--- BEGIN Given records ---
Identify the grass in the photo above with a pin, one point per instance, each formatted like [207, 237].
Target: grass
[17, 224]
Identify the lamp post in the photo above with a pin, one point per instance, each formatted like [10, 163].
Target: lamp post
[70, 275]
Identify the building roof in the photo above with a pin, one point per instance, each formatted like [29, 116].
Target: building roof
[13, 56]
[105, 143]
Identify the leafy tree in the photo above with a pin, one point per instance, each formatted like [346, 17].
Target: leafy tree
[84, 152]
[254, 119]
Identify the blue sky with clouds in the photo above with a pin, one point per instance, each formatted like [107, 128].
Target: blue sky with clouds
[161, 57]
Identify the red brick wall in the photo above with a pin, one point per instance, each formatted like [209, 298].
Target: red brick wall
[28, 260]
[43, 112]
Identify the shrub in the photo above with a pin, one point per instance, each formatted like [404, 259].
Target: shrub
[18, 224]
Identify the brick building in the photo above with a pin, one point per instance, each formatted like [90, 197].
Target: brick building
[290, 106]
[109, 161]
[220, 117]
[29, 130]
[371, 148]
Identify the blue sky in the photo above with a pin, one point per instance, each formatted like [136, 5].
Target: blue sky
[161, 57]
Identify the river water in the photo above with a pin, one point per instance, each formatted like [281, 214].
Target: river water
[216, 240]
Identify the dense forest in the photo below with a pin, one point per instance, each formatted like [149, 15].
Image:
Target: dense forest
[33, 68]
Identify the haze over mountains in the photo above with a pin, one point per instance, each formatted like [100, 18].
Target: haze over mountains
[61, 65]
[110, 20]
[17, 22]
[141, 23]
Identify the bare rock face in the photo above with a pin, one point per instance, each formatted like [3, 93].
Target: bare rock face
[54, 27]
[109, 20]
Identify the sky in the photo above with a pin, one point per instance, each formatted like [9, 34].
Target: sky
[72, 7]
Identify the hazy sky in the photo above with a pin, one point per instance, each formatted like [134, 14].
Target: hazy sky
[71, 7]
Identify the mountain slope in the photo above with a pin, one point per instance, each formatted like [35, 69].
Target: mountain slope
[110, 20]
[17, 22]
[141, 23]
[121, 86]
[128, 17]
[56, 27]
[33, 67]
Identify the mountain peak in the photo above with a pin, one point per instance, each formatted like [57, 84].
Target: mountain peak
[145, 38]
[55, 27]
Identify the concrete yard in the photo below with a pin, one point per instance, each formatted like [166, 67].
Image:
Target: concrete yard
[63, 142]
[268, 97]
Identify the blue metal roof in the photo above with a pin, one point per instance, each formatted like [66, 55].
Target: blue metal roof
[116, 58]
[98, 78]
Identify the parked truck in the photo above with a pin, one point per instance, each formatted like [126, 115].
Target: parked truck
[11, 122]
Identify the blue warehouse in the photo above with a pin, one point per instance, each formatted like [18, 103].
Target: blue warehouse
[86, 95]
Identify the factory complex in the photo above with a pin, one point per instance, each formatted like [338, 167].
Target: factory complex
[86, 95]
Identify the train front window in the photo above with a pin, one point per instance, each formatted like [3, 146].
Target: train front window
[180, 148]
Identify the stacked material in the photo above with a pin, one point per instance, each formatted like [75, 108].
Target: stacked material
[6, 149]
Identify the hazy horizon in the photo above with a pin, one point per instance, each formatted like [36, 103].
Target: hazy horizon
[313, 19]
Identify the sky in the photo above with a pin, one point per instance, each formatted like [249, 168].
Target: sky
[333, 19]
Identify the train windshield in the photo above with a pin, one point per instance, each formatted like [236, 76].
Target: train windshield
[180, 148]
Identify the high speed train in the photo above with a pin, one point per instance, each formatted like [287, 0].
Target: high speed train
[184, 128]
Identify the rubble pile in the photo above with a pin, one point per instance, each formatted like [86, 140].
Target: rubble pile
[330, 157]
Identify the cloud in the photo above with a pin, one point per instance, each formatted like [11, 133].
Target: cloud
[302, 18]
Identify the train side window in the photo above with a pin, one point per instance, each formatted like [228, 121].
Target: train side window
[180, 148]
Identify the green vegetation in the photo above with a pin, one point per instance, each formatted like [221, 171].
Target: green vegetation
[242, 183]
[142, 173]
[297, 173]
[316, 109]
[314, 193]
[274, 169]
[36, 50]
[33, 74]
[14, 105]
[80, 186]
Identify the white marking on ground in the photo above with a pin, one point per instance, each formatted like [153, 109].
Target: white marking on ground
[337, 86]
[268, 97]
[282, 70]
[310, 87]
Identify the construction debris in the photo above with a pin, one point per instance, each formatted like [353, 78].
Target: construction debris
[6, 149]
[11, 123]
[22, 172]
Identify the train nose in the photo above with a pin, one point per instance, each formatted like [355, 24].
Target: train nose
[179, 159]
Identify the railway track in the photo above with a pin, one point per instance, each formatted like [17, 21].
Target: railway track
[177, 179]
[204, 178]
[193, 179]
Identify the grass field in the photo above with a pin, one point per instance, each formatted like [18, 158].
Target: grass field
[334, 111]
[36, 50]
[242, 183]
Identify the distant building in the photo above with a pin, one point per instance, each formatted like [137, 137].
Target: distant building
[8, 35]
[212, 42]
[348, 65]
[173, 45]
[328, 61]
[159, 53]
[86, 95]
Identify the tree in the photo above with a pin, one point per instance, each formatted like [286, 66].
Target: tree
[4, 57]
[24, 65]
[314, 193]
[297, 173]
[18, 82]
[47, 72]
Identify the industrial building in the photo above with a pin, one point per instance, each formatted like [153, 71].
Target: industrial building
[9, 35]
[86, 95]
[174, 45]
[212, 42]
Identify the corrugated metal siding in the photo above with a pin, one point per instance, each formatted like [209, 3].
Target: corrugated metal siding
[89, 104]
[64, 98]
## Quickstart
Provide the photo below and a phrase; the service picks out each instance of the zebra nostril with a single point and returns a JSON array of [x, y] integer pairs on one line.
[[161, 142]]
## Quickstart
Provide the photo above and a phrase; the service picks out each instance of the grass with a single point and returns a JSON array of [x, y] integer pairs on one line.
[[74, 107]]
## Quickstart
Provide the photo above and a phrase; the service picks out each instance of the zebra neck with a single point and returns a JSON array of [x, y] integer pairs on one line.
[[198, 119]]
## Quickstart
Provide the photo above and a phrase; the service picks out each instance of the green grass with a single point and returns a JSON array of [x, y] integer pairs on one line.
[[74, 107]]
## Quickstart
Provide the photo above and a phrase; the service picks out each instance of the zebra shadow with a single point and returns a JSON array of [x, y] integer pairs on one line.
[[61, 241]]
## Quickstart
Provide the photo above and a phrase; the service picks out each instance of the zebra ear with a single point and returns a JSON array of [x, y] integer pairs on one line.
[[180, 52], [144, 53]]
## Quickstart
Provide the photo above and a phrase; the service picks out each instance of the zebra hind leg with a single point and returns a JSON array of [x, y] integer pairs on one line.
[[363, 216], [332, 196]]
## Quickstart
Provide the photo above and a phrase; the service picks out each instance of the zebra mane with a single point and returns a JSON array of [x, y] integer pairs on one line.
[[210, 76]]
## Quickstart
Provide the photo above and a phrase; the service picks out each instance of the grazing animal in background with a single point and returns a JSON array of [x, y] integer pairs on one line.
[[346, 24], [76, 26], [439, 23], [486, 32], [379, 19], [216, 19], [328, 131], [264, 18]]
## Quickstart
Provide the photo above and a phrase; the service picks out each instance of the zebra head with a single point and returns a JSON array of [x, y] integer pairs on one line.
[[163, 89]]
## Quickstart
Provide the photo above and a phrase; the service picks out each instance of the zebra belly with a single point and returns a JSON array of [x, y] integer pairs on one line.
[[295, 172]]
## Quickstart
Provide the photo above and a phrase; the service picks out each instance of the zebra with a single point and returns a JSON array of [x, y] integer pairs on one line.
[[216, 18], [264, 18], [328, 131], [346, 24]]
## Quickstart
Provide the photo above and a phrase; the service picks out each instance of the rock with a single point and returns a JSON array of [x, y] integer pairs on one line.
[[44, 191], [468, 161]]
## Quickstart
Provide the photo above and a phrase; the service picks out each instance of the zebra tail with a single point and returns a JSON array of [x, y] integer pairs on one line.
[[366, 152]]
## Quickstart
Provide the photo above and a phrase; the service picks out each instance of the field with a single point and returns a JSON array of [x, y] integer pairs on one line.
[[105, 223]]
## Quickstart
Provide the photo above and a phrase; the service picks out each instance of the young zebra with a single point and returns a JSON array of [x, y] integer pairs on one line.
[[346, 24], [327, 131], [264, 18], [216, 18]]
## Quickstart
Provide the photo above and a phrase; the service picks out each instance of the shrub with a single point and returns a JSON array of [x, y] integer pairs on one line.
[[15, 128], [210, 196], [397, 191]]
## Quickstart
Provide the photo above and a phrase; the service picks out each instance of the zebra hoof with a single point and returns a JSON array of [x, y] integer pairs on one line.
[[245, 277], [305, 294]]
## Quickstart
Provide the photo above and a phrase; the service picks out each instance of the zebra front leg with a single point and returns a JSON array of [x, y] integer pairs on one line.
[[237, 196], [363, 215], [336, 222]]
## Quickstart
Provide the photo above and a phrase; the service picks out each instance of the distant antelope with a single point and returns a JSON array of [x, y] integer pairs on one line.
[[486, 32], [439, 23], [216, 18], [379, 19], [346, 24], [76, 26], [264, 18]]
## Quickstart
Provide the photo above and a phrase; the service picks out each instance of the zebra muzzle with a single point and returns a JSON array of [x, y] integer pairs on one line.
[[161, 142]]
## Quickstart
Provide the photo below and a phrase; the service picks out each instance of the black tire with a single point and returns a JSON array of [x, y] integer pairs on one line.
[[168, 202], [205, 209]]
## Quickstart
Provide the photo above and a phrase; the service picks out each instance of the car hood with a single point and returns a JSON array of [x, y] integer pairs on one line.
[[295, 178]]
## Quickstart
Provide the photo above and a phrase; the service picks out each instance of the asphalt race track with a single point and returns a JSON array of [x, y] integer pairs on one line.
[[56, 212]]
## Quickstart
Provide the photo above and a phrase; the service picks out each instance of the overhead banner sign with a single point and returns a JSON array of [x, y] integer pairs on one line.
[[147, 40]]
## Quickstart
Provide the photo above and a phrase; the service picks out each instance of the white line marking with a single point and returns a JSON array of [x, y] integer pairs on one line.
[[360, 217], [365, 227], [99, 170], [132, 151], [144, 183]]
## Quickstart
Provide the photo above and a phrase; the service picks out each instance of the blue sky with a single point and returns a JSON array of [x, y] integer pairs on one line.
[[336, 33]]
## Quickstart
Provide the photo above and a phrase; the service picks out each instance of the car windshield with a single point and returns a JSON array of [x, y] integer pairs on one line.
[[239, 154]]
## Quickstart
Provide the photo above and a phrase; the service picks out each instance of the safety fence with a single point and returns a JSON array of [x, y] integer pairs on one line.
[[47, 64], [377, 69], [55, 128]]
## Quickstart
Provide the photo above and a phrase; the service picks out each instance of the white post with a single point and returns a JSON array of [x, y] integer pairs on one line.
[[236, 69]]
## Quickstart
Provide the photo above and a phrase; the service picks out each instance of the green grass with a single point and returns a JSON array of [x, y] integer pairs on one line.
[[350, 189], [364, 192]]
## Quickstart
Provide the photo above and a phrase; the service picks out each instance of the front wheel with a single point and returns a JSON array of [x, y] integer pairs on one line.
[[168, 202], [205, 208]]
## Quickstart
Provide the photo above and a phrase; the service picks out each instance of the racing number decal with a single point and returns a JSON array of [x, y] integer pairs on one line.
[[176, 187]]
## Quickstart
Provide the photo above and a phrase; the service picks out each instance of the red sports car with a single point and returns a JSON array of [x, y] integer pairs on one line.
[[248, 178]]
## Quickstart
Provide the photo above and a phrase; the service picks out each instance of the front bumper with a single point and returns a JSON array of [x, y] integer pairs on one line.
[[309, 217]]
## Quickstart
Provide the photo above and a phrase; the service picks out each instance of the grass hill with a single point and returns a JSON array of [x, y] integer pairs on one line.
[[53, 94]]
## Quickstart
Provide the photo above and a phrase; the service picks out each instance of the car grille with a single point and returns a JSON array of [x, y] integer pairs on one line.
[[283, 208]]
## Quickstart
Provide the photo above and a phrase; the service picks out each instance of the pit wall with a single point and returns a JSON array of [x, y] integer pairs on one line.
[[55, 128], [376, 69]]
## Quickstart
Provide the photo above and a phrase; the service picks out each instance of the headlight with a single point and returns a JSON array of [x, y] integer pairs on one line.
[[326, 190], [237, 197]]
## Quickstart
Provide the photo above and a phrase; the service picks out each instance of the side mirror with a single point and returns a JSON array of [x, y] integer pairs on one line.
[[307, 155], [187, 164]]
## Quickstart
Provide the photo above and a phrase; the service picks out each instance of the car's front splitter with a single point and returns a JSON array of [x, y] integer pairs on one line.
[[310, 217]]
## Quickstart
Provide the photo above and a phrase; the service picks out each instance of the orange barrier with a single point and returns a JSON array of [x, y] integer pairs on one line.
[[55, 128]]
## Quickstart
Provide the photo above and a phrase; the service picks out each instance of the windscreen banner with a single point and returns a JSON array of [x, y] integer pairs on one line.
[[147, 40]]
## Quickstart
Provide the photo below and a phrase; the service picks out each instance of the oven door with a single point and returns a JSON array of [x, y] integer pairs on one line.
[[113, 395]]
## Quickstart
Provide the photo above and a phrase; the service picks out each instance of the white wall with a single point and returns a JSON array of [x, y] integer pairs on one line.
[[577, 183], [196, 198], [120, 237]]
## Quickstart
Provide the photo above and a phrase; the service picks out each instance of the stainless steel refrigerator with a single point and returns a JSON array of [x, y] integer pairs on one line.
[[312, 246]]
--- END Given records ---
**Exercise goal:** How many lines in the entries above contain the word "concrete"? Reply with the number alone.

**Correct result:** 2